─── Given entries

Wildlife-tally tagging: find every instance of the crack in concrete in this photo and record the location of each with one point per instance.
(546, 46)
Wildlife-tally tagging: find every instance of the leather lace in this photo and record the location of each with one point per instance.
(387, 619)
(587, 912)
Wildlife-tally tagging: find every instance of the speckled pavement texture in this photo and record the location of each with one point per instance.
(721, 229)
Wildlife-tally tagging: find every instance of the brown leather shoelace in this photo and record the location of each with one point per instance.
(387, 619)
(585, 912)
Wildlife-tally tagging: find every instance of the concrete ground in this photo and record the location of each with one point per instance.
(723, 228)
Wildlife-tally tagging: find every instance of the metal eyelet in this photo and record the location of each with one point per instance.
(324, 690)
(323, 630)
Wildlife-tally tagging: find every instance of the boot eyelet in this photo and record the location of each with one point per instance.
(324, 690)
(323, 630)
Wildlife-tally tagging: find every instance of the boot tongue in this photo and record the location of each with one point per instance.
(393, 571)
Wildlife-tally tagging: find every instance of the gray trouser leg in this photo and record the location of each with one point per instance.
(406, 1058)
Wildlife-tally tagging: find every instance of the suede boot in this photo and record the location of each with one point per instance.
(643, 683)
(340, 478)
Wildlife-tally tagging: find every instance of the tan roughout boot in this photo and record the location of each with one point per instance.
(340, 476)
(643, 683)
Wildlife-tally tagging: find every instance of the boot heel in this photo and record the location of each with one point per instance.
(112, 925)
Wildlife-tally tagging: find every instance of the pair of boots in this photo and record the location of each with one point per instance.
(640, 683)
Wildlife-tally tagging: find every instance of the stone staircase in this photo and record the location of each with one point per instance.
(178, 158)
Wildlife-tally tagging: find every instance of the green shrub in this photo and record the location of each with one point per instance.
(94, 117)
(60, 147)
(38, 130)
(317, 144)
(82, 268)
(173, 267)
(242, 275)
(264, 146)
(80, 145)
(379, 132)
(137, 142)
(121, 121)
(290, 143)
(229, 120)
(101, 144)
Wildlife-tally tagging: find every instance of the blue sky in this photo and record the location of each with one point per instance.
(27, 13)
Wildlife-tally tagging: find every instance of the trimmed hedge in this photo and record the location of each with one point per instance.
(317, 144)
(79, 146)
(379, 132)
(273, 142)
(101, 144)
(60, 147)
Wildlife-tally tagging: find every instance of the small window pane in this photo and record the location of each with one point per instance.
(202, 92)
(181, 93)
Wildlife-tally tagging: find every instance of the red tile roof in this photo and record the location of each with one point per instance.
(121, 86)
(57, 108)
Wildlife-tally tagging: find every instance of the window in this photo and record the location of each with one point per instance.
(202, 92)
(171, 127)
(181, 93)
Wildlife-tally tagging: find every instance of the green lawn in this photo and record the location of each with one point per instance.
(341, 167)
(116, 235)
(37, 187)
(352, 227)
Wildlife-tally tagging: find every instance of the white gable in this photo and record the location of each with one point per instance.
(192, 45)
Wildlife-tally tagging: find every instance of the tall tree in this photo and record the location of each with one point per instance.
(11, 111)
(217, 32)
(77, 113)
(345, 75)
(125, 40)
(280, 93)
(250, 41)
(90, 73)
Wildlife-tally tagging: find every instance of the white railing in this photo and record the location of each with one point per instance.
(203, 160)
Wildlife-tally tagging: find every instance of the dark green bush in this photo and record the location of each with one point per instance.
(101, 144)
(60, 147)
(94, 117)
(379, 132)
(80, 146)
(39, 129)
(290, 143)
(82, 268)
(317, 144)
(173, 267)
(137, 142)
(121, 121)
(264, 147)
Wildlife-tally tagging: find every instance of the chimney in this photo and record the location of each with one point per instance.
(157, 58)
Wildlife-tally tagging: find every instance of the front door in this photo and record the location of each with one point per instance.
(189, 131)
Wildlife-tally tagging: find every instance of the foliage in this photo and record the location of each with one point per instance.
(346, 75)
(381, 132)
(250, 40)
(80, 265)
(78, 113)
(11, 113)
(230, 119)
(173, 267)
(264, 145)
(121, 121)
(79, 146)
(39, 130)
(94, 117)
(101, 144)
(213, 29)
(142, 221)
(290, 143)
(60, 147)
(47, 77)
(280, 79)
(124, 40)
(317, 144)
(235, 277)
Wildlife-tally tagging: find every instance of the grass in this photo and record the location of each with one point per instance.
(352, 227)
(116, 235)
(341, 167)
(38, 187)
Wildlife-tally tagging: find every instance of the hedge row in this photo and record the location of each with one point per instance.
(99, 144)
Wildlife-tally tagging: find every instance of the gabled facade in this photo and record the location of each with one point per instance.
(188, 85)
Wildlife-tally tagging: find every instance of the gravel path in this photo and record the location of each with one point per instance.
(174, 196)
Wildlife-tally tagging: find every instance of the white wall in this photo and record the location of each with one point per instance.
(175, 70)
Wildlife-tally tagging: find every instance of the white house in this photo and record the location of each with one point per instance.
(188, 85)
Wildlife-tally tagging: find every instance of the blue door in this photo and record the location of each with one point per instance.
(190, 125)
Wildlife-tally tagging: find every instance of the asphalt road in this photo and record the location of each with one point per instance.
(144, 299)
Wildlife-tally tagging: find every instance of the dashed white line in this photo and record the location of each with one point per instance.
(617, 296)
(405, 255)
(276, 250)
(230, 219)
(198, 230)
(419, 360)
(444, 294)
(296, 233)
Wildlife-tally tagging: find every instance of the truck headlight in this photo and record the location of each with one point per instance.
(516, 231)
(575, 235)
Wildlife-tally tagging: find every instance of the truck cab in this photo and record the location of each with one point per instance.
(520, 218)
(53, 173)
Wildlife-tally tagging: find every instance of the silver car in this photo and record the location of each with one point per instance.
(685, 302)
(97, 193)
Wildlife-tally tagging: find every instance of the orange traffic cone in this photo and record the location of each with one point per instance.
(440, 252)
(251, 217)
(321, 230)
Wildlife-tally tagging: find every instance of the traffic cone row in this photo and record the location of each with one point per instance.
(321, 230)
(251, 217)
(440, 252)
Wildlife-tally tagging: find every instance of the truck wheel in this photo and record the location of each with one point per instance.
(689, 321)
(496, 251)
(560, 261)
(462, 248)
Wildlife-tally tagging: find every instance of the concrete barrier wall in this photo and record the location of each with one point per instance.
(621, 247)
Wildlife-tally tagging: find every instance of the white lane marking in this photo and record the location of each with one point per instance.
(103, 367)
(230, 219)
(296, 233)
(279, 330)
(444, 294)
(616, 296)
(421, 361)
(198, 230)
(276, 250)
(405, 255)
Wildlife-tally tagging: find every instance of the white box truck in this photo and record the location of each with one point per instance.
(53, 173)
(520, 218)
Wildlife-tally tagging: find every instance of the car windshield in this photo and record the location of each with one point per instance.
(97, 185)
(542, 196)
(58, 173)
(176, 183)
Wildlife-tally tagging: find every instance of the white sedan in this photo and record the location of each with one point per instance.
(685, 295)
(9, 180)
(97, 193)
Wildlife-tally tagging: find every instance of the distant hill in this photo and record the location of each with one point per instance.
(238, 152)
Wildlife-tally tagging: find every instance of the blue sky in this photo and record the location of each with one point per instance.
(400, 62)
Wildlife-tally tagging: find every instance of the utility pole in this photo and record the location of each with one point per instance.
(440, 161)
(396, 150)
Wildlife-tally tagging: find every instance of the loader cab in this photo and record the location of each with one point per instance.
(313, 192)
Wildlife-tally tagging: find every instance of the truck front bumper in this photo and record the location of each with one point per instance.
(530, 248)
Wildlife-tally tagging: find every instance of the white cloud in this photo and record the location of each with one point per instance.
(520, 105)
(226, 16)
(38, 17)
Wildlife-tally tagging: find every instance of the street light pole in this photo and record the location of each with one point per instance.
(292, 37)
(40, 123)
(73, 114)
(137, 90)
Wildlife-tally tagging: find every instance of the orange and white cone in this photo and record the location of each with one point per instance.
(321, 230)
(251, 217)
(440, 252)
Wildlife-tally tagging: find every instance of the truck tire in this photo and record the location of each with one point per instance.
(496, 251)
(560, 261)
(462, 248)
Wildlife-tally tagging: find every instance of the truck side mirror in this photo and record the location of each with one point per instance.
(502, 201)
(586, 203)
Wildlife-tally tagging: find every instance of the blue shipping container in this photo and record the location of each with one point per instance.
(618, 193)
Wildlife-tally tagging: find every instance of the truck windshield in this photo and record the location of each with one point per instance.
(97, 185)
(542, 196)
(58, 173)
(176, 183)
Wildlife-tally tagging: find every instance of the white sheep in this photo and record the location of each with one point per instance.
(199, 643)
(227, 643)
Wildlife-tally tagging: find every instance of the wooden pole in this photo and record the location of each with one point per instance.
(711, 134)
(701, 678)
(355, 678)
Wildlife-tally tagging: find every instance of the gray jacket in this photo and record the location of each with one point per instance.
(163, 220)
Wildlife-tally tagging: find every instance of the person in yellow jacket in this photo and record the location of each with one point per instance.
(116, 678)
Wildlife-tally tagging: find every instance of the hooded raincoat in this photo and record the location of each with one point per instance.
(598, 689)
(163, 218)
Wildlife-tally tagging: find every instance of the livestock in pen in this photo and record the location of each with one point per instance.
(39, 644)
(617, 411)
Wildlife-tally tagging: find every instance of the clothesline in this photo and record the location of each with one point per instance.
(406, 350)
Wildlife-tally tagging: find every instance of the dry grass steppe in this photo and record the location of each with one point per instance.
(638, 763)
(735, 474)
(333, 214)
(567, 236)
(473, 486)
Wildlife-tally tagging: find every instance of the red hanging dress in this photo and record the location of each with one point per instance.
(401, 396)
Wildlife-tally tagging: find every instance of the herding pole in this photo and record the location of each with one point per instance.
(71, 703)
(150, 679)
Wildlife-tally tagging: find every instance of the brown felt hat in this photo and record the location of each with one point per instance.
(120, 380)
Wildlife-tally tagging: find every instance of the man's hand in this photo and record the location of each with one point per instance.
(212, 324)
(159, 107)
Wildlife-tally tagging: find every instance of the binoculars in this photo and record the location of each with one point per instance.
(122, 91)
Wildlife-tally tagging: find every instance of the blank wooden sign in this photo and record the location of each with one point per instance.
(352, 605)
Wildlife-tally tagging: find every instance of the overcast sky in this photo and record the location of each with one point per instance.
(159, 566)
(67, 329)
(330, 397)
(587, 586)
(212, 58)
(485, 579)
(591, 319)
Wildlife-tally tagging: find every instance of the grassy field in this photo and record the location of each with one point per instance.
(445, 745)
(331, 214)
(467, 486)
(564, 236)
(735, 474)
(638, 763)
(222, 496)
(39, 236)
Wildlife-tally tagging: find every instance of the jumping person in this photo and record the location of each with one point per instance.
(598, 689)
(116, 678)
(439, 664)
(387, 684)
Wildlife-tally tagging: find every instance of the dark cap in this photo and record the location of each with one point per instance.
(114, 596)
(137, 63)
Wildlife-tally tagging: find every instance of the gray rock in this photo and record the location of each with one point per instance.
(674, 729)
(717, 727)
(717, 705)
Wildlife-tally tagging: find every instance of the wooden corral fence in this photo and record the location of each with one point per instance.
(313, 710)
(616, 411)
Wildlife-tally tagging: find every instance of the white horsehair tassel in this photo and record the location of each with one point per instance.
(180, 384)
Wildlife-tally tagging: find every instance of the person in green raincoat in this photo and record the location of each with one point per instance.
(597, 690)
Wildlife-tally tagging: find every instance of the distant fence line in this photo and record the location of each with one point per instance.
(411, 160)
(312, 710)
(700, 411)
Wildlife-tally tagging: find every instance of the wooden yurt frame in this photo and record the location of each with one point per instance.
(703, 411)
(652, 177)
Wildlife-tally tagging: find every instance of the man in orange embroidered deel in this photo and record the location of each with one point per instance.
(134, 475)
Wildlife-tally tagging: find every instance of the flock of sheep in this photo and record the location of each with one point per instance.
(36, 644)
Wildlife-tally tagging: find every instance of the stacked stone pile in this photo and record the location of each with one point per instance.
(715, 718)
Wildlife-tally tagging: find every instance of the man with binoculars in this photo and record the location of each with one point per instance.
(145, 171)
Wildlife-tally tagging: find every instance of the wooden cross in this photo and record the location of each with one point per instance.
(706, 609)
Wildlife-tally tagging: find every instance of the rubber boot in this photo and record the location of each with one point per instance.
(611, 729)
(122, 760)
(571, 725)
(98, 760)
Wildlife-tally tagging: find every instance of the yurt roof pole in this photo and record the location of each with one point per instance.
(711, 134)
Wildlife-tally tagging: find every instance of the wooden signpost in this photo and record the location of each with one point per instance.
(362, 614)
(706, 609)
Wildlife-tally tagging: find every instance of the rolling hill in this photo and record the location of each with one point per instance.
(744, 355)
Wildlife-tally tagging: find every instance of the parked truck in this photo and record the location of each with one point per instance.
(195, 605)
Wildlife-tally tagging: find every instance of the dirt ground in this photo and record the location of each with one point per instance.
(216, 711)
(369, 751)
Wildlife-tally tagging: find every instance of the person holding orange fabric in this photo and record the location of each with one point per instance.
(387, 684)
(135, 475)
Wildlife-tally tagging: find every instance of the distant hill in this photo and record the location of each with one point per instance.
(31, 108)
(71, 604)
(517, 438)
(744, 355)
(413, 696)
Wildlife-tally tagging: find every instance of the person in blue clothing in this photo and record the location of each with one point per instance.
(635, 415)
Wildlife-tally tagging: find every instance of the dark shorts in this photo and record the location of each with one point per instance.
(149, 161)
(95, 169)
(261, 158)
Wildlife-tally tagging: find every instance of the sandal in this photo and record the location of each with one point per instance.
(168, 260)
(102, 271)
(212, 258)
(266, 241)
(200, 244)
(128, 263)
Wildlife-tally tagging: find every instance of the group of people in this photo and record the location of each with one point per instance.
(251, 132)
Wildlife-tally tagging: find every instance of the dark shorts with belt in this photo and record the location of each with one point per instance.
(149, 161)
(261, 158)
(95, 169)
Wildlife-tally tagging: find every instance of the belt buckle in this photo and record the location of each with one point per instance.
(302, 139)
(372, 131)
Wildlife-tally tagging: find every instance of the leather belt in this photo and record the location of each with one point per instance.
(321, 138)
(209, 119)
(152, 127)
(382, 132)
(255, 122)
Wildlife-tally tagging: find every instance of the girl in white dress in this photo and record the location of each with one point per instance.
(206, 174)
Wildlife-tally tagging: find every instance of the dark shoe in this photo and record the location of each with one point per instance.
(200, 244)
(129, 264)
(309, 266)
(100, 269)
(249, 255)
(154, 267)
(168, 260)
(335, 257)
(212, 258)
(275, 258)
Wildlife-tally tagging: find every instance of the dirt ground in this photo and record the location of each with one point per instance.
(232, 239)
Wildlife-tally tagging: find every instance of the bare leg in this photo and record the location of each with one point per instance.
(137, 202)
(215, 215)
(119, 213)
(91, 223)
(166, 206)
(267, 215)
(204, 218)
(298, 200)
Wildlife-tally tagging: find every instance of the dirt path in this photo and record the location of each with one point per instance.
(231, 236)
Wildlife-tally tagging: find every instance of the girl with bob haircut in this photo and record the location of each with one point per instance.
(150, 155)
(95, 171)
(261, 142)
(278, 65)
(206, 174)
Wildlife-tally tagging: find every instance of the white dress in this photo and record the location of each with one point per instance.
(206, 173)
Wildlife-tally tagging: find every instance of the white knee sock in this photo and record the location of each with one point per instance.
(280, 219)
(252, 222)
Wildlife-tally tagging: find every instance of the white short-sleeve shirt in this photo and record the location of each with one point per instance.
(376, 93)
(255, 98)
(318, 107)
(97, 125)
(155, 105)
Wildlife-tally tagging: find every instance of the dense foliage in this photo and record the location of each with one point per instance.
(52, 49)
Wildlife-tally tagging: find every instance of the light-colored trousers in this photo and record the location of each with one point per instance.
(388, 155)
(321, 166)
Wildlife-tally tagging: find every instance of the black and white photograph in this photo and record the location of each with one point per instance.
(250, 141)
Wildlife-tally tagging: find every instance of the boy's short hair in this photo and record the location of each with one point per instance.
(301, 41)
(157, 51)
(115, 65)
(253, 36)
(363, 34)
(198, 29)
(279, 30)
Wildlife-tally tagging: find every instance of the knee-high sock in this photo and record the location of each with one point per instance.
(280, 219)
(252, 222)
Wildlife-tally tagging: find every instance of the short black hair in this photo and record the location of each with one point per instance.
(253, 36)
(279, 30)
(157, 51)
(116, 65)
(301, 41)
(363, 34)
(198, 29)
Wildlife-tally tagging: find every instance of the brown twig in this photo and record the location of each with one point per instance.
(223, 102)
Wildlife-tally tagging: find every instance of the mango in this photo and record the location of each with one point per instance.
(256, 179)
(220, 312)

──────

§ Given exercise:
Take the line with "Wildlife-tally tagging: find every instance of the dirt path" and all lines after it through the end of the records, and write them out exactly; include nothing else.

§ Reply:
Wildlife-tally tagging: find every instance of the dirt path in this photo and record the location of each with one point per instance.
(231, 236)
Wildlife-tally tagging: find every instance of the girl with bob haircut in this photo and record the location of each with one point per instance.
(150, 155)
(95, 171)
(261, 142)
(278, 65)
(206, 174)
Wildlife-tally tagging: find every instance of the white dress in this photo and record the location of each with one point per instance.
(206, 173)
Wildlife-tally tagging: find every instance of the white knee sock in this photo and record the location of each with one point per instance.
(280, 219)
(252, 222)
Wildlife-tally tagging: find every instance of the white short-sleeve shirt in this photo and record the location of each with one point per instance.
(376, 93)
(255, 98)
(318, 107)
(97, 125)
(155, 105)
Wildlife-tally tagging: find every instance of the dense foliage in this photo and record the location of each with one point per instance.
(52, 49)
Wildlife-tally tagging: find every instance of the light-colored trousers in this photo and record the location of each with one point per instance.
(388, 155)
(321, 166)
Wildlife-tally tagging: find every instance of the black and white photograph in this photo and record the location of each with one point per instance.
(250, 141)
Wildlife-tally tagging: find every instance of the boy's short hair in this photo and record the location of each with one point per instance.
(301, 41)
(157, 51)
(115, 65)
(253, 36)
(363, 34)
(198, 29)
(279, 30)
Wildlife-tally tagging: find every instance of the knee-high sock in this photo and record the location of each with one point per instance.
(280, 219)
(252, 222)
Wildlife-tally tagging: find every instance of the short black hair in this photo and record the location of each with one point per instance.
(253, 36)
(279, 30)
(157, 51)
(116, 65)
(301, 41)
(363, 34)
(198, 29)
Wildlife-tally tagging: find every instance of the brown twig in this photo and record the location of each with one point per instance.
(223, 102)
Wildlife-tally tagging: find every instance of the mango in this photo and record the location of each with one point per instance.
(256, 179)
(220, 312)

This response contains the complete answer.